“How does this make sense?” That is the question Assembly Member Jim Brennan, the chair of the Committee on Corporations, Authorities and Commissions, asked when faced with Gov. Andrew Cuomo’s smoke-and-mirrors approach to MTA funding during a recent hearing. His has hardly been the only incredulous voice throwing all levels of shade toward Cuomo’s proposal, and as we sit in Month 15 of a stand-off over funding for the MTA’s capital plans, planning for work to be performed under the current five-year program has slowed to a crawl.
The problem began back in October when Cuomo announced a funding agreement covering the MTA’s capital funding gap. Along with coercing the city to give $2.5 billion to the plan, Cuomo promised around $8 billion of additional state funding, but he was ambiguously vague about the source of the money. A noted motorist, Cuomo has never tried to use his political capital to push through any congestion pricing plan or Sam Schwartz’s tolling plan, and transit advocates and economists were concerned Cuomo would force the MTA to fund the capital plan through debt. The $8 billion, in other words, wasn’t really there at all, and the state would simply enable more MTA borrowing.

#####

**Goals**
• A. Using the passage on MTA funding, answer these:
(i) Who chairs the Committee on Corporations, Authorities and Commissions?
(ii) How much was the city made to give to the plan?
(iii) In what month did Cuomo announce the funding agreement?
• B. List every person named in the passage on MTA funding.
• C. Extract everything in the passage on MTA funding from "The problem began" down to "more MTA borrowing.".
The material after this point stands apart from the passage on MTA funding.

**Provided data**
#####

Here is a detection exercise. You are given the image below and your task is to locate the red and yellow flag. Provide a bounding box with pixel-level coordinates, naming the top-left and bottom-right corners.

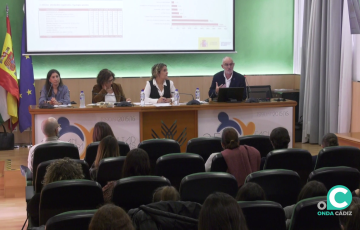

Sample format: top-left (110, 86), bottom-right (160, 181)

top-left (0, 10), bottom-right (19, 124)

#####

**Written responses**
• A.
(i) Assembly Member Jim Brennan
(ii) $2.5 billion
(iii) October

• B.
Jim Brennan
Andrew Cuomo
Sam Schwartz

• C.
The problem began back in October when Cuomo announced a funding agreement covering the MTA’s capital funding gap. Along with coercing the city to give $2.5 billion to the plan, Cuomo promised around $8 billion of additional state funding, but he was ambiguously vague about the source of the money. A noted motorist, Cuomo has never tried to use his political capital to push through any congestion pricing plan or Sam Schwartz’s tolling plan, and transit advocates and economists were concerned Cuomo would force the MTA to fund the capital plan through debt. The $8 billion, in other words, wasn’t really there at all, and the state would simply enable more MTA borrowing.